Okuma metni:

Emsal Mahkeme Kararı Ankara Batı Asliye Ticaret Mahkemesi 2023/65 E. 2023/778 K. 04.07.2023 T.

Görüntülediğiniz mahkeme kararı henüz kesinleşmemiştir. Yararlı olması amacıyla eklenmiştir.

T.C. Ankara Batı ASLİYE TİCARET MAHKEMESİ Esas-Karar No: 2023/65 Esas – 2023/778
T.C.
Ankara Batı
ASLİYE TİCARET MAHKEMESİ
KARAR
TÜRK MİLLETİ ADINA

ESAS NO : 2023/65 Esas
KARAR NO : 2023/778

HAKİM :
KATİP :

DAVACI :
VEKİLİ :
DAVALI : 1-
VEKİLLERİ :
DAVALI : 2-
VEKİLLERİ :

DAVA : Tazminat (Haksız Fiilden Kaynaklanan)

Kısa alıştırma a:
Girdilerin başından "422], [303, 436]]" içeren satıra kadar olan satırları, iki uç dahil, "drawer" yerine "cabinet" koyarak güncelleyin. Geri kalan her şey aynen kalsın.

(Etiketli alan sınırı girdileri)

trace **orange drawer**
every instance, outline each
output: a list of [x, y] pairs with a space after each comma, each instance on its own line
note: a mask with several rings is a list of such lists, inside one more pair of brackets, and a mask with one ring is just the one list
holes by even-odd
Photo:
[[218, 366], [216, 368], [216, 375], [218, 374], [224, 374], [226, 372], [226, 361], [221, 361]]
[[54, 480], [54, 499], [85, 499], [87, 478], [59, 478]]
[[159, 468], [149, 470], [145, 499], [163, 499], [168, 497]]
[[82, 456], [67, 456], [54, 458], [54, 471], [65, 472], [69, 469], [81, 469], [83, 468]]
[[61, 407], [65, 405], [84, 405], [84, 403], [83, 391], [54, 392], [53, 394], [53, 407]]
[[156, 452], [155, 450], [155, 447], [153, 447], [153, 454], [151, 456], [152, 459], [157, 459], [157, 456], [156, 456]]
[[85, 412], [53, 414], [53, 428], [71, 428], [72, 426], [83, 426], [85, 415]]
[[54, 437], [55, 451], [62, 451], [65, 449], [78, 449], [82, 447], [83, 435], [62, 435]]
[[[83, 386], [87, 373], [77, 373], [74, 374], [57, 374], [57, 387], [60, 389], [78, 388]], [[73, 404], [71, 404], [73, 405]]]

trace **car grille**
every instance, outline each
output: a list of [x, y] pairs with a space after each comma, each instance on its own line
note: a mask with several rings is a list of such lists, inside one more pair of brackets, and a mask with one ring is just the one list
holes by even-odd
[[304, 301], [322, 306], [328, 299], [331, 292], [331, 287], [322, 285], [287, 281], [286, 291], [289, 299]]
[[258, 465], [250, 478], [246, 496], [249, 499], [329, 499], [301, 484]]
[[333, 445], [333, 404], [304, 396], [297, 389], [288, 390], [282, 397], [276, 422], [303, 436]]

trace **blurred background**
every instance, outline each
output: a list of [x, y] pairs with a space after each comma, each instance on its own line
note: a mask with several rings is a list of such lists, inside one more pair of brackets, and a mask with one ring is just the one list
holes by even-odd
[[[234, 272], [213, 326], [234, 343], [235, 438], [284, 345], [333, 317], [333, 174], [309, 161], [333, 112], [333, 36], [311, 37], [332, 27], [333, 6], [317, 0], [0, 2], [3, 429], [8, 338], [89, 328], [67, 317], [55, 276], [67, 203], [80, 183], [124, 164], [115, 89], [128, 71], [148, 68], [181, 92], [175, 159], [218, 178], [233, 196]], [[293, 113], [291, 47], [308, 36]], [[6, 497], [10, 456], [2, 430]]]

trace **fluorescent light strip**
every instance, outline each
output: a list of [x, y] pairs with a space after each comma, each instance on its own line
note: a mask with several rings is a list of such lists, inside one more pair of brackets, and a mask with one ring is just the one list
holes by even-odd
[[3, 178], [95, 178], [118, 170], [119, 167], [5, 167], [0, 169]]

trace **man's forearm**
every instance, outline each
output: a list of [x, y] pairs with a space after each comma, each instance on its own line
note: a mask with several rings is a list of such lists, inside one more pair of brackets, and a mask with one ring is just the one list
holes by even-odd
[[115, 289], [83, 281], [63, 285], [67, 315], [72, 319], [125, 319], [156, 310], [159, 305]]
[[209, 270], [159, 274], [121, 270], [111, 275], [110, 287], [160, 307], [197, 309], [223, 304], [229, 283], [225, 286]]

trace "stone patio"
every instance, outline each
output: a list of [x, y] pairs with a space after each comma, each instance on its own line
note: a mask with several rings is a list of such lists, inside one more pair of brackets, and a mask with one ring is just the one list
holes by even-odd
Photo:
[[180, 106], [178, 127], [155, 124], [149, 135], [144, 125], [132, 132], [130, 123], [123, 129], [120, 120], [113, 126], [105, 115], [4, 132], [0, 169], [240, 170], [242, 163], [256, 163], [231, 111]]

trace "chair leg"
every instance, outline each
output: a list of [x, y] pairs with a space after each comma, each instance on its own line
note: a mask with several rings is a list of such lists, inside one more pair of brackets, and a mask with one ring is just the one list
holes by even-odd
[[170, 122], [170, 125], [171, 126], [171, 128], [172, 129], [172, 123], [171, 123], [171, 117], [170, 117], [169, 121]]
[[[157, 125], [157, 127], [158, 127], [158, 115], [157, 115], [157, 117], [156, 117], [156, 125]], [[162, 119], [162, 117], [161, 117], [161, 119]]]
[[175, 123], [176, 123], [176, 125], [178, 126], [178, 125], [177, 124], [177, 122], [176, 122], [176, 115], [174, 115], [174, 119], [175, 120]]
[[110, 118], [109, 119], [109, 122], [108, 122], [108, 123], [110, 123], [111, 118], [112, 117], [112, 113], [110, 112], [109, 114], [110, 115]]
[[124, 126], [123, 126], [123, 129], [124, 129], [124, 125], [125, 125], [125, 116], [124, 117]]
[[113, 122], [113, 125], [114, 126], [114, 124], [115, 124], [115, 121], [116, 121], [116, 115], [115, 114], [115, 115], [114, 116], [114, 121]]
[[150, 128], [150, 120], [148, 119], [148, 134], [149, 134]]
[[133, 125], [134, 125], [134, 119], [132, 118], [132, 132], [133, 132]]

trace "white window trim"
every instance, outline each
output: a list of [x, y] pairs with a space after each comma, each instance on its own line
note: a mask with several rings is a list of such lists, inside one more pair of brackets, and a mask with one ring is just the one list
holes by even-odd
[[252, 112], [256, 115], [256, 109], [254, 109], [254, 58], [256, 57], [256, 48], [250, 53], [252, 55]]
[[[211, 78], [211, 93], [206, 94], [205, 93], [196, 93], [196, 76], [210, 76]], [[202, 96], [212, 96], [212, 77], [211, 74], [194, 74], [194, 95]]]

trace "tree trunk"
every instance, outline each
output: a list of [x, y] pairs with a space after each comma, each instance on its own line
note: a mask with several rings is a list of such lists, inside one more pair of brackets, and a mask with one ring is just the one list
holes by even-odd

Kısa alıştırma b:
Okuma metnine dayanarak şu soruları yanıtlayın:
(i) Kararın esas numarası nedir?
(ii) Davanın konusu ne olarak belirtilmiştir?
(iii) Metnin başında kararın kesinleşme durumu hakkında ne söyleniyor?

Nihai sonuç a:
trace **orange cabinet**
every instance, outline each
output: a list of [x, y] pairs with a space after each comma, each instance on its own line
note: a mask with several rings is a list of such lists, inside one more pair of brackets, and a mask with one ring is just the one list
holes by even-odd
Photo:
[[218, 366], [216, 368], [216, 375], [218, 374], [224, 374], [226, 372], [226, 361], [221, 361]]
[[54, 480], [54, 499], [85, 499], [87, 478], [59, 478]]
[[159, 468], [149, 470], [145, 499], [163, 499], [168, 497]]
[[82, 456], [67, 456], [54, 458], [54, 471], [65, 472], [69, 469], [81, 469], [83, 468]]
[[61, 407], [65, 405], [84, 405], [84, 403], [83, 391], [54, 392], [53, 394], [53, 407]]
[[156, 452], [155, 450], [155, 447], [153, 447], [153, 454], [151, 456], [152, 459], [157, 459], [157, 456], [156, 456]]
[[85, 412], [53, 414], [53, 428], [71, 428], [72, 426], [83, 426], [85, 415]]
[[54, 437], [55, 451], [62, 451], [65, 449], [78, 449], [82, 447], [83, 435], [62, 435]]
[[[83, 386], [87, 373], [77, 373], [74, 374], [57, 374], [57, 387], [60, 389], [78, 388]], [[73, 404], [71, 404], [73, 405]]]

trace **car grille**
every instance, outline each
output: a list of [x, y] pairs with a space after each comma, each instance on its own line
note: a mask with several rings is a list of such lists, inside one more pair of brackets, and a mask with one ring is just the one list
holes by even-odd
[[304, 301], [322, 306], [328, 299], [331, 292], [331, 287], [322, 285], [287, 281], [286, 291], [289, 299]]
[[258, 465], [250, 478], [246, 496], [249, 499], [329, 499], [301, 484]]
[[333, 445], [333, 404], [304, 396], [297, 389], [288, 390], [282, 397], [276, 422], [303, 436]]

Nihai sonuç b:
(i) 2023/65 Esas.
(ii) Tazminat (Haksız Fiilden Kaynaklanan).
(iii) Karar henüz kesinleşmemiştir.